▶ **Request**: Reproduce every line of the listing below, requests included, with each coordinate in the responses scaled by 0.8 and rounded to the nearest whole number (halves round up).

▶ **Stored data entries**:
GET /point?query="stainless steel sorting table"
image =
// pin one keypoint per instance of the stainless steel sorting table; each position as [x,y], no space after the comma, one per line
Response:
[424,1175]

▶ **The result**:
GET /point?query="stainless steel sorting table"
image =
// pin one keypoint per instance of the stainless steel sorting table; each position as [x,y], no space after the comma, one per line
Response:
[339,940]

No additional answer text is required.